▶ **Activity**: Each entry below is to be extracted exactly.

▶ **Information shown**:
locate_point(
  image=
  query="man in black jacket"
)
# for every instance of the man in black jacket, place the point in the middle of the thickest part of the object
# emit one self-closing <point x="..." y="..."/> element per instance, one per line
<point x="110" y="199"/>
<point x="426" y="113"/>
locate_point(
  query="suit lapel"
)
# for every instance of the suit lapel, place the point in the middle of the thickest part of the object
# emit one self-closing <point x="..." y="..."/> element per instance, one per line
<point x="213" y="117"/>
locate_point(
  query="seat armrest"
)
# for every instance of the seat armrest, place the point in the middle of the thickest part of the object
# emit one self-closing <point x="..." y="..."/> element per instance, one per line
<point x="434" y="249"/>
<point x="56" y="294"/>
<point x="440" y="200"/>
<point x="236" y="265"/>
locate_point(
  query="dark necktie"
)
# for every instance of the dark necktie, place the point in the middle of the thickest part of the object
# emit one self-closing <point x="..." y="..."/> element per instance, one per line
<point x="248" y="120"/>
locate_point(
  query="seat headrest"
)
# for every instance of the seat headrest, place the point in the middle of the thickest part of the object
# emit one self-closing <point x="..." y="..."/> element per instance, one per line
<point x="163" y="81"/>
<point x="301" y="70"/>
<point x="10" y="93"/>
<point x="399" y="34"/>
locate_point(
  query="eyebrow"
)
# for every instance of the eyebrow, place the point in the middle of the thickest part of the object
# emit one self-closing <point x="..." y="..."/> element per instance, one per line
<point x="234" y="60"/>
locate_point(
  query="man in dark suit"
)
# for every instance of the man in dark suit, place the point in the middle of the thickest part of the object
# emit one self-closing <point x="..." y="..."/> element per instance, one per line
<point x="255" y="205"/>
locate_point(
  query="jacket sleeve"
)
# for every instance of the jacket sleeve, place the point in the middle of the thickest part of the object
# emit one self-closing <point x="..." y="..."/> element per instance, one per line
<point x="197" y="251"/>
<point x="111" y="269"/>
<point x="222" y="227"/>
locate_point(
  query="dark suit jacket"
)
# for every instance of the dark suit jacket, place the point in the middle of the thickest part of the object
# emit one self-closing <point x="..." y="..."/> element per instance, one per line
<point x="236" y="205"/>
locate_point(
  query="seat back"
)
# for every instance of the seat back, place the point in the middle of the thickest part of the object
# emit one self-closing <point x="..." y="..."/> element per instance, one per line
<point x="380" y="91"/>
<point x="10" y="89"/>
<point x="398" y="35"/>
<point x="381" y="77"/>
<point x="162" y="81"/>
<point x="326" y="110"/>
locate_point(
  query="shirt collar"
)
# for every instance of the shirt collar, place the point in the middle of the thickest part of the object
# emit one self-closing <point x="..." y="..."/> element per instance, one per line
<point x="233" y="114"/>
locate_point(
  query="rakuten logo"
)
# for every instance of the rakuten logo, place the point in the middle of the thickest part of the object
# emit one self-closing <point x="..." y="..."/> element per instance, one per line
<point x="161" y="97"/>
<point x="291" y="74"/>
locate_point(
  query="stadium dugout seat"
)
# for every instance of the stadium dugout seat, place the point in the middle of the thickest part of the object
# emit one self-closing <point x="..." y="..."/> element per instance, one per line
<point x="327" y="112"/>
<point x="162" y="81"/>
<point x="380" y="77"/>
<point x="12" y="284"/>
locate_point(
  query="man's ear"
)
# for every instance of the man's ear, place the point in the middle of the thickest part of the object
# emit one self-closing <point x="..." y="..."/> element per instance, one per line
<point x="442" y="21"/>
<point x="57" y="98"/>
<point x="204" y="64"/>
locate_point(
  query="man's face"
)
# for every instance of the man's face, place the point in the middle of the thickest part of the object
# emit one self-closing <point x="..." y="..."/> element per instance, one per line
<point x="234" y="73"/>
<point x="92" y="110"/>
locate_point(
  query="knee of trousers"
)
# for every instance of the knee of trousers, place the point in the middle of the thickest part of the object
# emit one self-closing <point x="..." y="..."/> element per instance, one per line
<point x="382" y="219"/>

▶ **Output of the task**:
locate_point(
  image=
  query="man in black jacket"
)
# for every instance of the man in black jacket, place the point in the middle of the thickest part of the object
# emit one self-closing <point x="..." y="..."/> element per instance, one per line
<point x="110" y="199"/>
<point x="426" y="113"/>
locate_point(
  query="suit lapel"
)
# for every instance of the suit lapel, place the point in the middle of the thickest part of the object
# emit one self-closing <point x="..." y="..."/> element per instance, one per line
<point x="213" y="117"/>
locate_point(
  query="seat armrest"
)
# for every instance of the seat armrest, place the point in the middle of the thickest part of the object
# emit one self-closing <point x="..." y="..."/> element per instance, one per line
<point x="434" y="249"/>
<point x="56" y="294"/>
<point x="440" y="200"/>
<point x="236" y="265"/>
locate_point(
  query="dark necktie"
)
# for every instance of the dark necktie, place the point in the middle of the thickest part of the object
# emit one self-closing <point x="..." y="..."/> element per instance, one per line
<point x="248" y="120"/>
locate_point(
  query="seat headrest"
)
# for every instance of the seat headrest, place the point in the middle of the thickest part of the object
# emit one self-closing <point x="..." y="..."/> element per instance, one per line
<point x="163" y="81"/>
<point x="301" y="70"/>
<point x="10" y="93"/>
<point x="399" y="34"/>
locate_point(
  query="eyebrow"
)
# for every instance of the eyebrow, place the point in the middle of the thickest part of the object
# emit one self-closing <point x="..." y="..."/> element per instance, one per line
<point x="234" y="60"/>
locate_point(
  query="man in dark suit"
)
# for every instance of the man in dark suit, place the point in the middle of the thickest part of the object
# emit one self-closing <point x="..." y="..."/> element per instance, one per line
<point x="255" y="205"/>
locate_point(
  query="jacket sleeve"
)
# for every instance of the jacket sleeve, place the point in the middle of the thickest part of the object
# emit one self-closing <point x="..." y="..."/> element per instance, one per line
<point x="197" y="251"/>
<point x="111" y="269"/>
<point x="222" y="227"/>
locate_point(
  query="dark suit jacket"
)
# for every instance of the dark suit jacket, place the point in the middle of the thickest part of the object
# emit one self-closing <point x="..." y="..."/> element per instance, one per line
<point x="236" y="205"/>
locate_point(
  query="seat back"
)
# for every instance of the seat back, place the point in the middle of the thickest part of the object
# emit one self-closing <point x="..." y="..."/> element per instance, one per line
<point x="380" y="91"/>
<point x="10" y="89"/>
<point x="398" y="35"/>
<point x="381" y="77"/>
<point x="162" y="81"/>
<point x="326" y="110"/>
locate_point(
  query="shirt collar"
)
# for every instance of the shirt collar, place the point in the middle of the thickest part of the object
# emit one self-closing <point x="..." y="..."/> element per instance, one per line
<point x="233" y="114"/>
locate_point(
  query="rakuten logo"
)
# for every instance of the rakuten logo, place the point in the middle of the thickest part of the object
# emit one self-closing <point x="..." y="..."/> element per instance, one per line
<point x="161" y="97"/>
<point x="291" y="74"/>
locate_point(
  query="stadium dugout seat"
)
# for every instance of the stadium dugout seat, place the point in the middle of the thickest part of the object
# emit one self-closing <point x="..." y="..."/> element per instance, one per line
<point x="327" y="112"/>
<point x="162" y="81"/>
<point x="380" y="77"/>
<point x="12" y="284"/>
locate_point(
  query="man's ear"
)
# for every instance of the man's ear, place the point in the middle of the thickest part of the object
# emit one self-closing <point x="..." y="..."/> element per instance, one per line
<point x="442" y="21"/>
<point x="57" y="98"/>
<point x="204" y="64"/>
locate_point(
  query="man's face"
)
# for every instance of the man's face, place the point in the middle of the thickest part of the object
# emit one self-closing <point x="..." y="..."/> element per instance, one per line
<point x="234" y="73"/>
<point x="92" y="110"/>
locate_point(
  query="knee of trousers"
)
# for every instance of the knee of trousers, place the point in the middle of the thickest part of the object
# emit one self-closing <point x="..." y="..."/> element per instance, one per line
<point x="382" y="219"/>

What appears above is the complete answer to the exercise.